Image point grounding data:

BEGIN

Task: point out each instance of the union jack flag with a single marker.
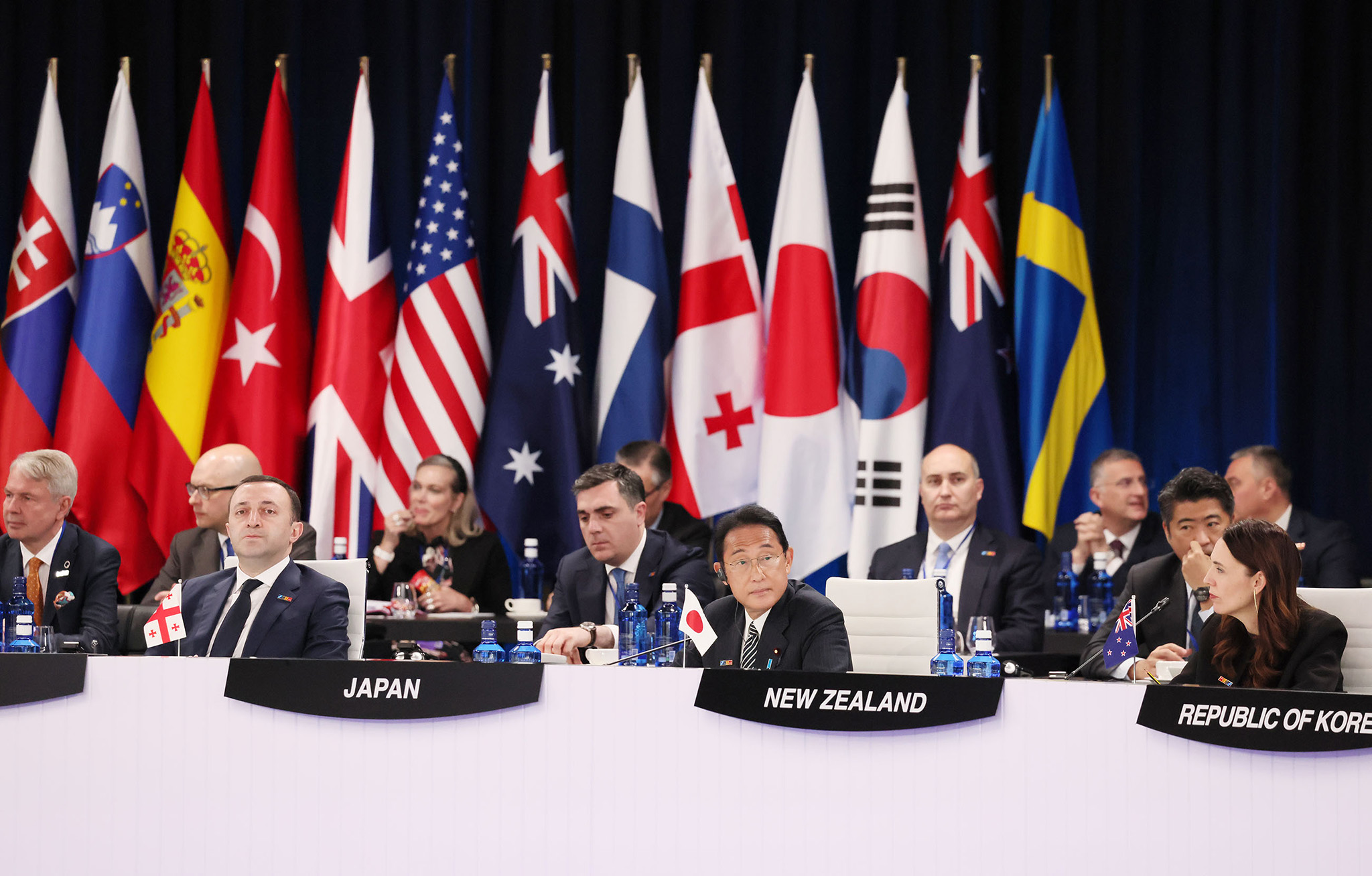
(1121, 645)
(435, 402)
(535, 427)
(354, 347)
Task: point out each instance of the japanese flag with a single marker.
(166, 626)
(695, 624)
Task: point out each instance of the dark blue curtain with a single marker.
(1220, 149)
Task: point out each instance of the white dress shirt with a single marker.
(630, 568)
(46, 557)
(957, 564)
(1116, 560)
(255, 599)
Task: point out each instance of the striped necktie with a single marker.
(750, 649)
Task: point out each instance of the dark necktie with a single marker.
(750, 649)
(232, 627)
(1195, 623)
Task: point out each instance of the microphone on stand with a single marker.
(1156, 609)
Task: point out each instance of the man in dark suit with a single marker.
(70, 573)
(620, 550)
(1124, 527)
(205, 547)
(268, 606)
(770, 622)
(1261, 484)
(988, 572)
(1196, 508)
(653, 465)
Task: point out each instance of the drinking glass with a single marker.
(403, 601)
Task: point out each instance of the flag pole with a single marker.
(449, 70)
(1047, 82)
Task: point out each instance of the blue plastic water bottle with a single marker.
(489, 652)
(525, 652)
(18, 620)
(1065, 597)
(633, 627)
(530, 572)
(947, 661)
(667, 624)
(983, 664)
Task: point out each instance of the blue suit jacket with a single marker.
(579, 589)
(305, 615)
(88, 568)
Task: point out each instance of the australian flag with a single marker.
(1121, 645)
(531, 449)
(970, 398)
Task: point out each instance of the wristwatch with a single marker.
(589, 627)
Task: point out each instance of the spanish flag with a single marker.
(186, 336)
(1064, 406)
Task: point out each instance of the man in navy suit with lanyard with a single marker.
(619, 550)
(988, 572)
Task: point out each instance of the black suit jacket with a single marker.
(691, 531)
(1313, 664)
(88, 568)
(305, 615)
(579, 589)
(1330, 557)
(1152, 542)
(1002, 580)
(805, 631)
(195, 551)
(1150, 581)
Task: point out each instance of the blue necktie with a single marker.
(945, 557)
(232, 627)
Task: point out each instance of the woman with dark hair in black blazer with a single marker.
(1261, 634)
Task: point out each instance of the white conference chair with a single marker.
(352, 573)
(1353, 606)
(892, 626)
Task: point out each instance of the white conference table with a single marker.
(616, 771)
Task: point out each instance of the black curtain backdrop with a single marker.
(1220, 149)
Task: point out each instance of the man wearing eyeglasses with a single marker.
(770, 622)
(620, 550)
(206, 547)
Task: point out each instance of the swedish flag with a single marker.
(1064, 407)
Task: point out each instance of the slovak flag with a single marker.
(109, 350)
(40, 295)
(717, 395)
(265, 353)
(636, 332)
(531, 450)
(806, 471)
(1121, 644)
(354, 347)
(166, 624)
(888, 365)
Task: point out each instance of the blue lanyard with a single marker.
(950, 556)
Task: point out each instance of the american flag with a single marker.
(435, 402)
(1121, 644)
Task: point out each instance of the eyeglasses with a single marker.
(205, 491)
(767, 563)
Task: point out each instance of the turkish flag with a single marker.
(265, 354)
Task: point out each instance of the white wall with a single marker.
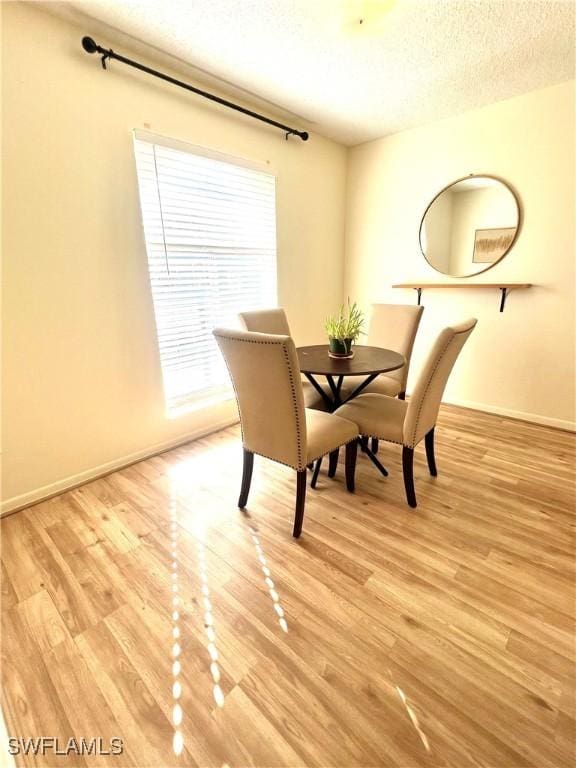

END

* [Directions] Return, exactly as they stand, all of the lines above, but not the pictures.

* [Answer box]
Task: point out each instance of the union jack flag with a single marker.
(1121, 645)
(435, 402)
(535, 427)
(354, 347)
Task: point out each instance of the japanese flag with a single marker.
(166, 626)
(695, 624)
Task: point out each instance of the dark blue curtain with a single marker.
(1220, 149)
Task: point out each instance of the white dress shirt with a single marker.
(630, 568)
(46, 557)
(957, 564)
(1116, 560)
(255, 599)
Task: point out each instance of the striped necktie with a single marker.
(750, 649)
Task: point out each instance of the dark necktie with a single marker.
(750, 649)
(232, 627)
(1195, 623)
Task: point out each instance of the microphone on stand with a single marker.
(1156, 609)
Task: point out each instance of the man in dark suit with a single marker.
(70, 573)
(620, 550)
(1124, 527)
(205, 547)
(268, 606)
(770, 622)
(1261, 484)
(988, 572)
(1196, 508)
(653, 465)
Task: point out each instance of the drinking glass with a single marker.
(403, 601)
Task: point out each instance of the flag pole with a single marker.
(449, 70)
(1047, 82)
Task: point out each instance of the blue plastic water bottle with a single marker.
(489, 652)
(525, 652)
(18, 620)
(1065, 597)
(633, 627)
(530, 572)
(947, 661)
(667, 624)
(983, 664)
Task: point out each instance of the blue suit jacket with a single marker.
(579, 589)
(305, 615)
(88, 568)
Task: point out each instance of the australian flag with a single marker.
(1121, 645)
(531, 449)
(970, 398)
Task: point out each instance of the wristwatch with a single marker.
(589, 627)
Task: point out each instance of the spanish flag with a single marker.
(186, 336)
(1064, 406)
Task: point out each instance of the man in navy suit with lanyard with a single marker.
(619, 550)
(988, 572)
Task: point out each instance of the black suit jacket with a single marker.
(691, 531)
(1313, 664)
(88, 568)
(305, 615)
(579, 589)
(1330, 557)
(1152, 542)
(1002, 580)
(805, 631)
(195, 551)
(1150, 581)
Task: point out each instance of the blue necktie with a single marker.
(945, 557)
(232, 627)
Task: point out each instance of the woman with dark hair in black blazer with a single marker.
(1261, 634)
Task: point out each instance of the white conference chair with a single marker.
(352, 573)
(1353, 606)
(892, 626)
Task: point out each instance of the white conference table with a single marker.
(616, 771)
Task: point out each instance of the black curtain backdrop with a single marker.
(1220, 149)
Task: point out each instance of the man wearing eyeglasses with a single marker.
(770, 622)
(620, 550)
(206, 547)
Task: point out each instance of the swedish flag with a single marker.
(1064, 407)
Task: point out each instance of the slovak flag with a single marker.
(109, 350)
(40, 295)
(717, 395)
(265, 353)
(636, 332)
(531, 450)
(806, 471)
(1121, 644)
(354, 347)
(166, 624)
(888, 365)
Task: point out each instance of the blue lanyard with a single marker.
(950, 556)
Task: point out each instance of the american flag with a single marker.
(435, 402)
(1121, 644)
Task: point out each instance of the eyeglasses with a single marker.
(205, 491)
(767, 563)
Task: point out each instance of the turkish flag with a single marker.
(265, 354)
Task: point out each instance of the white wall with a single marker.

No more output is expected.